■ **GIVEN TASK**:
Transcribe the lines between the one containing "# Locate the pine tree in the image above" and the one containing "79,119 -> 101,174", inclusive, reproducing each character as given.

— START SUPPLIED RECORDS —

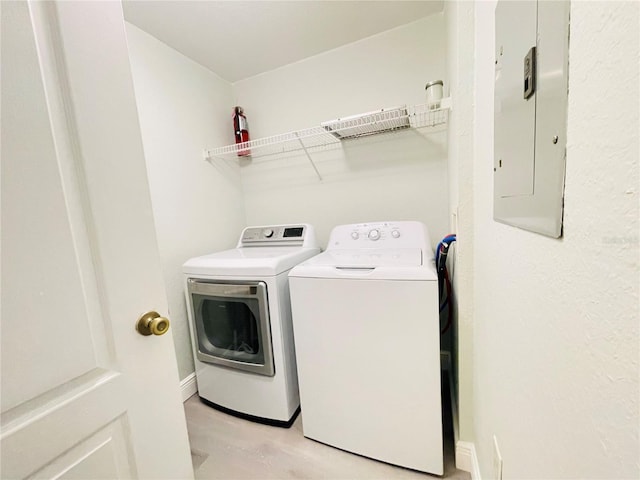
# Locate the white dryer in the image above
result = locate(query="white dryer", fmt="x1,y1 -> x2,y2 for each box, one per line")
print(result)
289,222 -> 443,475
183,224 -> 320,426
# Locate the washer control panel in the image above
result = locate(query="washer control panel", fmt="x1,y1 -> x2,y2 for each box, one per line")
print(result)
327,221 -> 429,249
240,225 -> 307,244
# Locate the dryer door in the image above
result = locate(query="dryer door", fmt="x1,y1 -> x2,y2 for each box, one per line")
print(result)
188,279 -> 275,376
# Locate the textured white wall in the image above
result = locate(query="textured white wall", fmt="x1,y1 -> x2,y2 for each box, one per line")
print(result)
234,14 -> 449,246
472,1 -> 640,478
444,2 -> 474,441
127,24 -> 245,379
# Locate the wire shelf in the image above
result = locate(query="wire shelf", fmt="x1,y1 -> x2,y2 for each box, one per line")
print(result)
205,98 -> 451,168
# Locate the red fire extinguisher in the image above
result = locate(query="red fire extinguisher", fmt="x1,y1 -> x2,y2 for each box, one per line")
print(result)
233,107 -> 251,157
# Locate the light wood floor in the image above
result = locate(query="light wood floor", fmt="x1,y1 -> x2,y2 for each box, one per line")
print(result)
184,395 -> 471,480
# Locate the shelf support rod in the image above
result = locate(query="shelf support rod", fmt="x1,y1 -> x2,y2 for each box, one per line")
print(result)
293,132 -> 322,180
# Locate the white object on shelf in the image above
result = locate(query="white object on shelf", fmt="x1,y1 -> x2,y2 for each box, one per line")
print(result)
320,105 -> 410,140
204,98 -> 451,179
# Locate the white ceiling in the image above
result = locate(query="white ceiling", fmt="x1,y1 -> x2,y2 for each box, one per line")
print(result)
122,0 -> 444,82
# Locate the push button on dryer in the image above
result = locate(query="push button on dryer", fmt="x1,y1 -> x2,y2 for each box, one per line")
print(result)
369,228 -> 380,240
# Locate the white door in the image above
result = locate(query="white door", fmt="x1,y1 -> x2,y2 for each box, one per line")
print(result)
0,1 -> 193,479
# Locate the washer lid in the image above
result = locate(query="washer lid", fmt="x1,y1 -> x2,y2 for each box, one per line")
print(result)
182,246 -> 320,276
289,248 -> 438,280
305,248 -> 422,268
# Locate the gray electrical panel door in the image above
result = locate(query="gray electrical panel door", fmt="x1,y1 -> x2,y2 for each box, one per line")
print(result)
494,0 -> 570,238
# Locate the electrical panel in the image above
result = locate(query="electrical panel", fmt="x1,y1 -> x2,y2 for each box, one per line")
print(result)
493,0 -> 570,238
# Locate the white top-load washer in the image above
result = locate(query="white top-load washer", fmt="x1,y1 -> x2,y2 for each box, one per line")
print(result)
289,222 -> 443,475
183,224 -> 320,426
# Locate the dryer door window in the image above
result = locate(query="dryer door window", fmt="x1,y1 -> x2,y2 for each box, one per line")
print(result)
188,279 -> 275,376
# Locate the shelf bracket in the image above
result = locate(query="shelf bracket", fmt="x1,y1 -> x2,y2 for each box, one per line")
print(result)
294,132 -> 322,180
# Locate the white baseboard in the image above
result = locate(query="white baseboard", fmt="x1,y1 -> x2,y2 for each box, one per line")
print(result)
456,442 -> 482,480
180,372 -> 198,402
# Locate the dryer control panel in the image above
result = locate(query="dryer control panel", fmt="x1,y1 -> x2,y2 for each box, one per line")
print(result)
238,223 -> 316,248
327,221 -> 430,250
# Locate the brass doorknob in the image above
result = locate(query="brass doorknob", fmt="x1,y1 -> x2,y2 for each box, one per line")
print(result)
136,312 -> 171,336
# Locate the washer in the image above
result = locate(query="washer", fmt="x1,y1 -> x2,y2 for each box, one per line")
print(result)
289,222 -> 443,475
183,224 -> 320,426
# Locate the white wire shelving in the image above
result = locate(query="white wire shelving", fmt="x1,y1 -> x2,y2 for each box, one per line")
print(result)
204,98 -> 451,179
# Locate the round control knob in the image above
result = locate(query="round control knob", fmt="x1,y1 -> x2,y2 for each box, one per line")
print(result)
369,228 -> 380,240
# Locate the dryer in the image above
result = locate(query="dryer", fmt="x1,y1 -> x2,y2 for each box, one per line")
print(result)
183,224 -> 320,426
289,222 -> 443,475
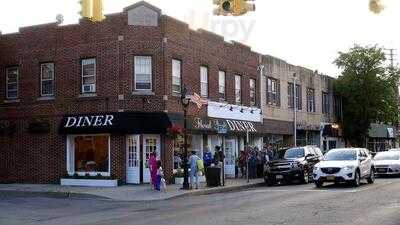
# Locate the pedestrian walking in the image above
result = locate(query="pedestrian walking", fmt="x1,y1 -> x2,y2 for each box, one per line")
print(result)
203,146 -> 213,170
155,160 -> 166,191
239,150 -> 246,178
189,151 -> 200,189
148,152 -> 157,190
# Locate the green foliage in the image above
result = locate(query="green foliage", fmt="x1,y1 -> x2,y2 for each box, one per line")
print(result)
334,45 -> 400,146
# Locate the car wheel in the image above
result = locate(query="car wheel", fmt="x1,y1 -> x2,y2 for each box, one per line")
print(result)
367,168 -> 375,184
302,170 -> 310,184
352,170 -> 361,187
264,177 -> 276,186
314,180 -> 324,188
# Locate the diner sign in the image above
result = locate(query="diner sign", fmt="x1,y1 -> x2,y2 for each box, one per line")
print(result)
192,117 -> 257,133
64,115 -> 114,128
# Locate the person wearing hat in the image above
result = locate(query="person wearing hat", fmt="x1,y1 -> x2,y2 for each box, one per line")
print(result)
189,150 -> 200,189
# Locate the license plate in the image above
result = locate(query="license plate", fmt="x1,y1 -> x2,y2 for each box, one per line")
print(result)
326,176 -> 335,181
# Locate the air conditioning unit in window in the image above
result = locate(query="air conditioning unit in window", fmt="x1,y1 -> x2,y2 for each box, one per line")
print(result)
82,84 -> 96,93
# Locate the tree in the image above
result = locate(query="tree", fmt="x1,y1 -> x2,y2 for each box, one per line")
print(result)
334,45 -> 400,146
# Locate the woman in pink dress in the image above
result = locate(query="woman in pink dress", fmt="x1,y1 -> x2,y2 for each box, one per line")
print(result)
149,152 -> 157,189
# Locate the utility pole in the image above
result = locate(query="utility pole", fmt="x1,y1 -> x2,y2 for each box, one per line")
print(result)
293,73 -> 300,147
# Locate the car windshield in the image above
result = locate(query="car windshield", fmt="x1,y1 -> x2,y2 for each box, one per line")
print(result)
324,150 -> 357,161
374,152 -> 400,160
283,148 -> 304,159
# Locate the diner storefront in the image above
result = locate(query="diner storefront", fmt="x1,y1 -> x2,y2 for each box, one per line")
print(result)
170,102 -> 264,178
59,112 -> 171,184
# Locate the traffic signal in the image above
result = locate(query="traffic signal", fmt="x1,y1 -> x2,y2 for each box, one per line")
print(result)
79,0 -> 105,22
213,0 -> 256,16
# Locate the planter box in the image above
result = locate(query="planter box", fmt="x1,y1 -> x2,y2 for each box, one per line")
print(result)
175,177 -> 183,184
199,176 -> 206,183
61,178 -> 118,187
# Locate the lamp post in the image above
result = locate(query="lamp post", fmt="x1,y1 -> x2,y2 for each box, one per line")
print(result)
293,73 -> 297,147
181,88 -> 190,190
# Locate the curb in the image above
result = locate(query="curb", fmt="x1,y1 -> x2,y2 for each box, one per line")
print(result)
0,182 -> 264,202
0,190 -> 113,200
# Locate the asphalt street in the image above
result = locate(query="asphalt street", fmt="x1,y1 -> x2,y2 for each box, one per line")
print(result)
0,178 -> 400,225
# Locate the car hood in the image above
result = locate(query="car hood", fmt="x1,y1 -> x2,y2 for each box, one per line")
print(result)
315,160 -> 357,168
269,158 -> 304,164
374,160 -> 400,166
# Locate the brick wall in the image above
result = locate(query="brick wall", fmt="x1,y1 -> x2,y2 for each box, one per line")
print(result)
0,2 -> 260,183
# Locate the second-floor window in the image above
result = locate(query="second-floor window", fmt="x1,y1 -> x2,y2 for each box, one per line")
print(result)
134,56 -> 152,91
172,59 -> 181,94
82,58 -> 96,93
218,71 -> 226,100
40,63 -> 54,97
288,82 -> 302,110
296,84 -> 303,110
200,66 -> 208,98
249,79 -> 257,106
307,88 -> 315,112
322,92 -> 330,114
6,67 -> 19,99
235,75 -> 242,105
267,77 -> 281,106
333,95 -> 342,120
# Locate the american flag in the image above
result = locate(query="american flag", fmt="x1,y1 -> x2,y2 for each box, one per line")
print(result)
190,93 -> 208,109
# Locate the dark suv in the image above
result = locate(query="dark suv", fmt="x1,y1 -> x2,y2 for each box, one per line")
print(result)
264,146 -> 323,185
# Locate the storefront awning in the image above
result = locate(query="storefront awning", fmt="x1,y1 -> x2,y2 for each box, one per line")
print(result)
59,112 -> 171,134
368,123 -> 396,138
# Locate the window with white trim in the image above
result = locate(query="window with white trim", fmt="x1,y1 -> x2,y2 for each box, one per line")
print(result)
200,66 -> 208,98
81,58 -> 96,93
307,88 -> 315,112
249,79 -> 257,106
40,63 -> 54,97
134,56 -> 152,91
267,77 -> 281,106
218,71 -> 226,100
322,92 -> 330,114
6,66 -> 19,99
172,59 -> 182,94
67,134 -> 110,176
235,75 -> 242,105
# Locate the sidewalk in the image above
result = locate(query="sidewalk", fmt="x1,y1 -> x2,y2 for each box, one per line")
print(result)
0,179 -> 264,201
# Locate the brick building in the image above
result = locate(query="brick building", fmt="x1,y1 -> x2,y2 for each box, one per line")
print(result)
261,55 -> 344,151
0,2 -> 264,184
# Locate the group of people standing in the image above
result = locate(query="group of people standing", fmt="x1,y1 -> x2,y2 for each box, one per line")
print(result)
149,152 -> 166,191
154,144 -> 276,191
238,144 -> 276,179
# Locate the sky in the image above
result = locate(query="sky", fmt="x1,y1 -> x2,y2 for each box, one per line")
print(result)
0,0 -> 400,76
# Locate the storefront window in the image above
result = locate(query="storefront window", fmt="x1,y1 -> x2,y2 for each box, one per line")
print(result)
73,135 -> 109,173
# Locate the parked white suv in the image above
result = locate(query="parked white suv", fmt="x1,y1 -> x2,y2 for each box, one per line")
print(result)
313,148 -> 375,188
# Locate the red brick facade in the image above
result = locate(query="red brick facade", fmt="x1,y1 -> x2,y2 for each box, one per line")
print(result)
0,2 -> 259,183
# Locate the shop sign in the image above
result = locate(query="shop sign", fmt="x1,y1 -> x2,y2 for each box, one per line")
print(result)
192,117 -> 257,133
296,123 -> 321,131
64,115 -> 114,128
59,112 -> 172,134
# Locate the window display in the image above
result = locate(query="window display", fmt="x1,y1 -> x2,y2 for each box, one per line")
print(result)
74,135 -> 109,172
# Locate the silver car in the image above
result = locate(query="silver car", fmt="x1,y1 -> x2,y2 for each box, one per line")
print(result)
374,151 -> 400,175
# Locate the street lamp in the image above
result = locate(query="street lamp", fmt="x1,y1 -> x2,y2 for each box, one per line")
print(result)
293,73 -> 297,147
181,88 -> 190,190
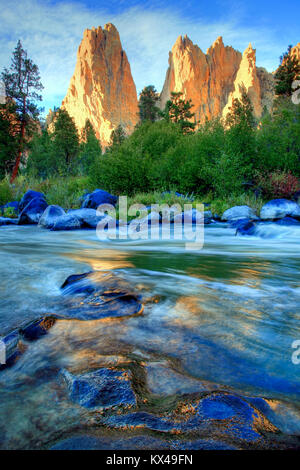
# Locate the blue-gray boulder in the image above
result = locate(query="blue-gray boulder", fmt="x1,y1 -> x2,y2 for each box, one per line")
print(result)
18,197 -> 48,225
68,209 -> 104,228
0,217 -> 18,227
260,199 -> 300,220
275,217 -> 300,227
50,214 -> 81,231
38,205 -> 66,229
19,189 -> 45,212
81,189 -> 118,209
0,201 -> 19,215
222,205 -> 258,222
61,369 -> 136,408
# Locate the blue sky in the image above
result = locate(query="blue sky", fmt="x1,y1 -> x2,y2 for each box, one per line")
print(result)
0,0 -> 300,112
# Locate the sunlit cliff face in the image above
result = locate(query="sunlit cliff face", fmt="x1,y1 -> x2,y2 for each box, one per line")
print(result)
161,36 -> 273,122
62,23 -> 138,146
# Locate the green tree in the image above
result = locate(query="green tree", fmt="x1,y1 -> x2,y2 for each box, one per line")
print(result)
26,129 -> 59,179
1,41 -> 43,181
162,91 -> 196,134
51,108 -> 80,174
0,104 -> 17,179
78,119 -> 101,175
222,89 -> 257,189
274,46 -> 300,97
139,85 -> 159,122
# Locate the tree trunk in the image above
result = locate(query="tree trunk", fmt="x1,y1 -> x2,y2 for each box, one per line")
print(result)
10,121 -> 25,183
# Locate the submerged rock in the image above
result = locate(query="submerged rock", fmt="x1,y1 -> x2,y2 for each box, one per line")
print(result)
20,316 -> 56,341
260,199 -> 300,220
222,206 -> 258,222
0,330 -> 22,370
38,205 -> 66,229
0,217 -> 18,227
18,197 -> 48,225
19,189 -> 46,213
68,209 -> 104,228
81,189 -> 118,209
51,214 -> 81,231
61,271 -> 143,320
0,201 -> 19,215
103,392 -> 278,447
230,219 -> 256,235
275,217 -> 300,226
61,369 -> 136,408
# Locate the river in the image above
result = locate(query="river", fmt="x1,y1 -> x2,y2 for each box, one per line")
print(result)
0,224 -> 300,449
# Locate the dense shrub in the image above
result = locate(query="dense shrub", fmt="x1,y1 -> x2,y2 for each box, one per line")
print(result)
256,170 -> 300,198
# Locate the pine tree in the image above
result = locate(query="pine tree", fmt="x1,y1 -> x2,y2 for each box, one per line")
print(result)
226,88 -> 256,129
139,85 -> 159,122
1,41 -> 43,181
109,124 -> 126,149
0,104 -> 17,179
274,46 -> 300,97
52,108 -> 79,173
162,91 -> 196,134
79,119 -> 101,174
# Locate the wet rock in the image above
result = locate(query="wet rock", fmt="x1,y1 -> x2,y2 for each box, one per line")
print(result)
145,362 -> 218,396
19,189 -> 45,213
20,316 -> 56,341
81,189 -> 118,209
103,393 -> 277,447
38,205 -> 66,229
260,199 -> 300,220
0,217 -> 18,227
51,214 -> 81,231
222,206 -> 258,221
275,217 -> 300,226
0,330 -> 22,370
61,369 -> 136,408
68,209 -> 104,228
18,197 -> 48,225
61,271 -> 143,320
0,201 -> 19,215
51,435 -> 172,450
230,219 -> 256,236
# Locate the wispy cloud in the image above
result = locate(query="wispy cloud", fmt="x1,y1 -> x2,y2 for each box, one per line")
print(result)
0,0 -> 286,113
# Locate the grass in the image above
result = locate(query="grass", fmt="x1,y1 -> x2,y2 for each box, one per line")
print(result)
0,176 -> 265,220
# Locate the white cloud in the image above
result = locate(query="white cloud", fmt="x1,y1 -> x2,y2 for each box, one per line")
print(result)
0,0 -> 286,111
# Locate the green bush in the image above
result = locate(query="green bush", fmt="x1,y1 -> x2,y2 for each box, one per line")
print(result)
0,179 -> 13,205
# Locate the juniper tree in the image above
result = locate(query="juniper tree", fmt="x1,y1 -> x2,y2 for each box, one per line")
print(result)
1,40 -> 43,181
162,91 -> 196,134
139,85 -> 159,122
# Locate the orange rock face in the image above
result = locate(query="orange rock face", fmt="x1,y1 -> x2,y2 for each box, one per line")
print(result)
62,23 -> 138,147
161,36 -> 242,122
160,36 -> 274,122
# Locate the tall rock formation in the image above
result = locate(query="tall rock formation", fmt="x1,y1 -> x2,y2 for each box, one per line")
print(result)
160,36 -> 274,122
160,36 -> 242,121
222,44 -> 262,117
62,23 -> 138,146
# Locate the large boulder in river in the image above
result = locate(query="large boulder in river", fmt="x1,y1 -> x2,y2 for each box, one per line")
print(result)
39,205 -> 66,229
222,205 -> 258,221
61,369 -> 136,408
81,189 -> 118,209
260,199 -> 300,220
0,201 -> 19,215
51,214 -> 81,231
0,217 -> 18,227
19,189 -> 45,212
68,209 -> 104,228
18,197 -> 48,225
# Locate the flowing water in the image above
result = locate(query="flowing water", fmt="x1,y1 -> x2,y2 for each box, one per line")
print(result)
0,224 -> 300,449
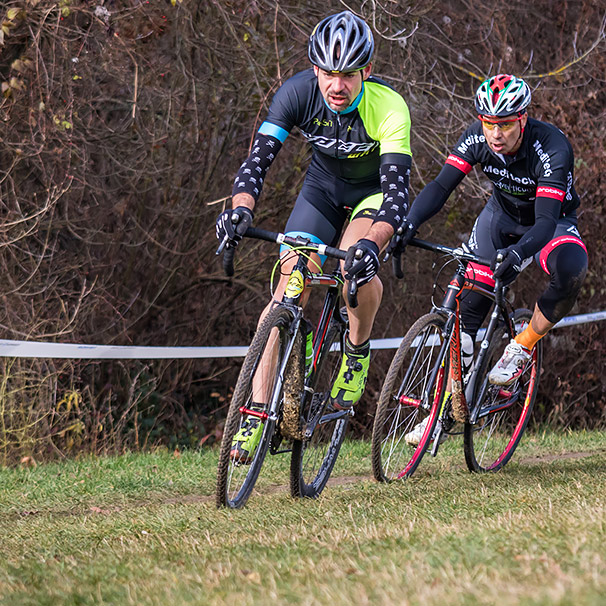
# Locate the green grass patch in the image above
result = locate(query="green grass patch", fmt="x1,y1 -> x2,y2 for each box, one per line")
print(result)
0,432 -> 606,606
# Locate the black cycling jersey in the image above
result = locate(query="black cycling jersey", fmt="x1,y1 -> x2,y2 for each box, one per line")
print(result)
232,69 -> 411,226
408,118 -> 579,258
446,118 -> 579,225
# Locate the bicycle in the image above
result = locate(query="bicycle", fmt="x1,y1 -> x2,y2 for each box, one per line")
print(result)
372,238 -> 543,482
216,227 -> 357,508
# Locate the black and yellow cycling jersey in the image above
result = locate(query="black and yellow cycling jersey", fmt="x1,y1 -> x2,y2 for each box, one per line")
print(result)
233,69 -> 411,227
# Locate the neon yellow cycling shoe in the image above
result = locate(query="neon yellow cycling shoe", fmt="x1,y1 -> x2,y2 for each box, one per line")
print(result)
330,339 -> 370,408
230,404 -> 265,465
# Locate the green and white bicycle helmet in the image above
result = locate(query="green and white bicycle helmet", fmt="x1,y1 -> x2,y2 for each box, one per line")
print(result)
476,74 -> 532,118
307,11 -> 375,72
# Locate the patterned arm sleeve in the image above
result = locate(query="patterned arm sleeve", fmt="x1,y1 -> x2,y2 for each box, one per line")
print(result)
231,131 -> 282,202
375,154 -> 411,231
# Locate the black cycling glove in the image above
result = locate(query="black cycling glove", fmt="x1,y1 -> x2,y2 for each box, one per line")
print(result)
490,246 -> 522,285
215,206 -> 253,248
345,238 -> 379,288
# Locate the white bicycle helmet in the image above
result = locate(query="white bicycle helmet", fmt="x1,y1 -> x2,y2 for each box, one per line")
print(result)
307,11 -> 375,72
476,74 -> 532,118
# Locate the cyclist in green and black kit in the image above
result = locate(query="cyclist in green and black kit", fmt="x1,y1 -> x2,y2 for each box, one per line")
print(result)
216,11 -> 411,463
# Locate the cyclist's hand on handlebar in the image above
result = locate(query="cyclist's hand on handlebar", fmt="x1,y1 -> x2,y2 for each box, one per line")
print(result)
490,246 -> 522,285
215,206 -> 253,252
345,238 -> 379,287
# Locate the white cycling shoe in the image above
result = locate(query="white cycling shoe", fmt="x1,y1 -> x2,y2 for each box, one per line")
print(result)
488,339 -> 531,385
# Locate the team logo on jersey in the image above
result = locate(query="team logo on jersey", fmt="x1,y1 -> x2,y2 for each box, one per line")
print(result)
301,131 -> 379,157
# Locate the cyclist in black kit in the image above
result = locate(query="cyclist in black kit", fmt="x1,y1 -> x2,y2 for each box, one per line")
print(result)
216,11 -> 411,463
392,74 -> 587,444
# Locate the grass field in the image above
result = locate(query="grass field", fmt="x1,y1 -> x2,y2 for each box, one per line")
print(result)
0,432 -> 606,606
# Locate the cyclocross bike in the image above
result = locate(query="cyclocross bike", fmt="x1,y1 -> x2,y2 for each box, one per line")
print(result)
216,227 -> 357,508
372,238 -> 542,482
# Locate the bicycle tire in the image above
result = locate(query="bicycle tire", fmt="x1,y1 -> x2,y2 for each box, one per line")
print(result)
463,309 -> 543,473
216,306 -> 294,509
371,313 -> 448,482
290,322 -> 349,498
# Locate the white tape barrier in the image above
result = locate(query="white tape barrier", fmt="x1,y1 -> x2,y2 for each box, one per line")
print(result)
0,311 -> 606,360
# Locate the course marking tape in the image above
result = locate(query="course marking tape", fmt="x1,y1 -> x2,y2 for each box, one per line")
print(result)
0,311 -> 606,360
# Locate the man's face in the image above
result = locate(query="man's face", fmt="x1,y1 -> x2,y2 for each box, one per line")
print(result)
314,65 -> 370,112
478,114 -> 528,154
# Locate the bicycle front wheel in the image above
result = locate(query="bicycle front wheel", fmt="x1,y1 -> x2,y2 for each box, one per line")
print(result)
464,309 -> 543,472
372,313 -> 448,482
216,306 -> 294,509
290,323 -> 349,498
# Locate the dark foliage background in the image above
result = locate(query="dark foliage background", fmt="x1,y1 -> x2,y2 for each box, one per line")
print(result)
0,0 -> 606,461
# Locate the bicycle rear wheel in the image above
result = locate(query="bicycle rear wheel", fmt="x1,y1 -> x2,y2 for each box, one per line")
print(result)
216,306 -> 294,509
290,322 -> 349,498
372,313 -> 448,482
464,309 -> 543,472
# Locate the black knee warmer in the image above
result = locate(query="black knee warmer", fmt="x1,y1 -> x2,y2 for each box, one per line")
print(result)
537,244 -> 587,324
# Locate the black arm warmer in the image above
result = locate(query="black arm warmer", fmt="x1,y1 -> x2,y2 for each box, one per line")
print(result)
406,164 -> 465,229
374,154 -> 411,231
231,134 -> 282,202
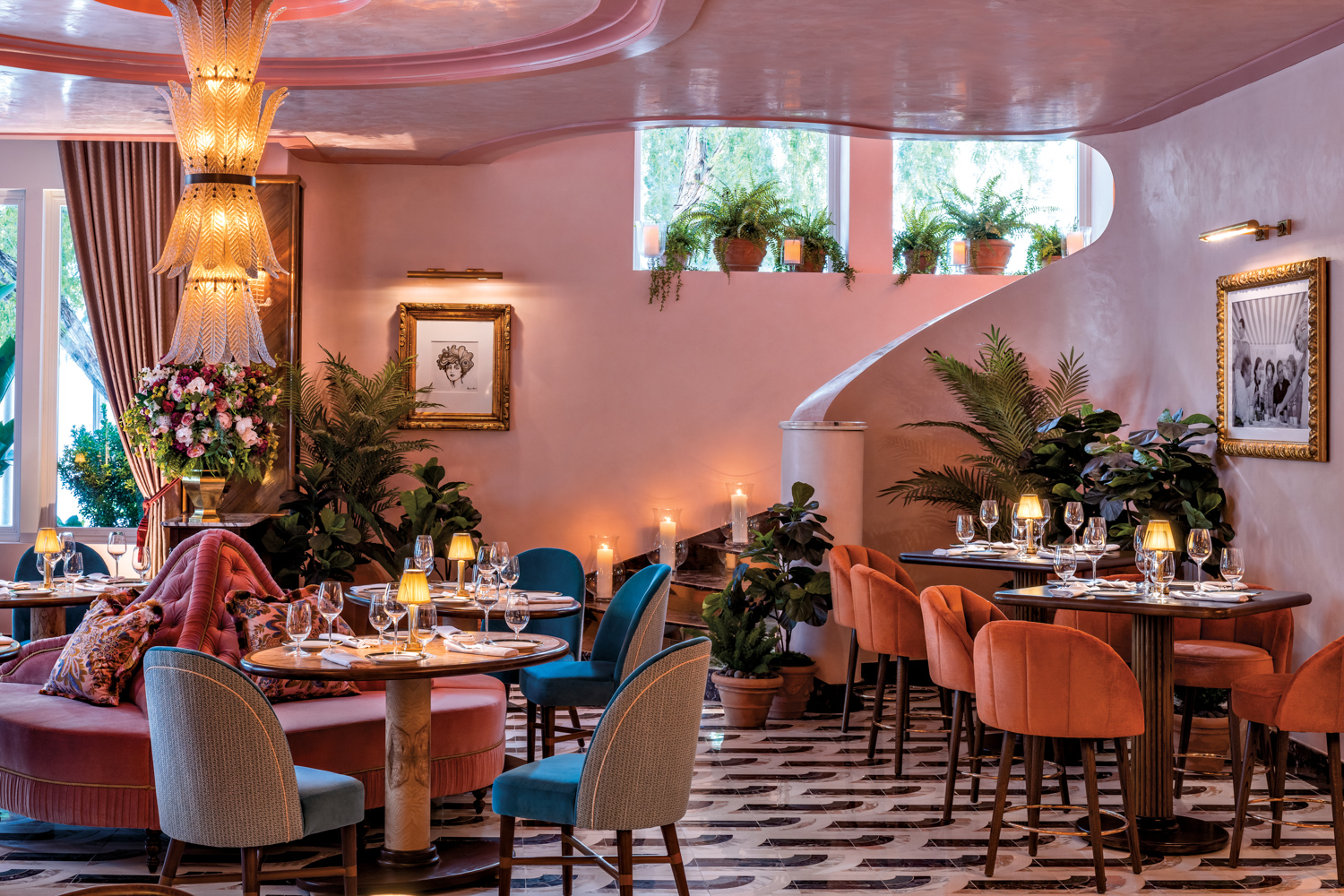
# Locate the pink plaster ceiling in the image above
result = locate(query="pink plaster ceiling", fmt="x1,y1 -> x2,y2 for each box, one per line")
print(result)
0,0 -> 1344,164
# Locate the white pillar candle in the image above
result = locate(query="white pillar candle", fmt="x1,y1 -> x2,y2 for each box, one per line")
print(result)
597,544 -> 616,600
728,489 -> 747,544
659,516 -> 676,570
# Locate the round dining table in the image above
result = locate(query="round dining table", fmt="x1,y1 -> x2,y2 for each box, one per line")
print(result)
241,635 -> 570,893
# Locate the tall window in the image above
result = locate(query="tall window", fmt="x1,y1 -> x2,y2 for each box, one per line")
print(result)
892,140 -> 1080,271
639,127 -> 841,269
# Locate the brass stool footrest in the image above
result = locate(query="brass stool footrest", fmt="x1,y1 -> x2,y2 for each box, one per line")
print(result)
1003,804 -> 1129,837
1246,797 -> 1335,828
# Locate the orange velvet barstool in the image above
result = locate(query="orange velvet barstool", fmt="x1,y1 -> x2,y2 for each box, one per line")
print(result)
1228,638 -> 1344,868
919,584 -> 1011,825
849,564 -> 929,778
975,621 -> 1144,893
831,544 -> 916,734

— END SUPPLIED RECORDS —

■ **RESPONSE TO THE TASK**:
# Locate the pine tree in the image above
result = locate(query="pine tree", fmt="x1,y1 -> x2,y2 for each box, one per line")
print(result)
226,88 -> 256,129
139,85 -> 159,122
1,41 -> 43,181
109,124 -> 126,149
0,104 -> 17,179
274,46 -> 300,97
52,108 -> 79,173
162,91 -> 196,134
79,119 -> 101,174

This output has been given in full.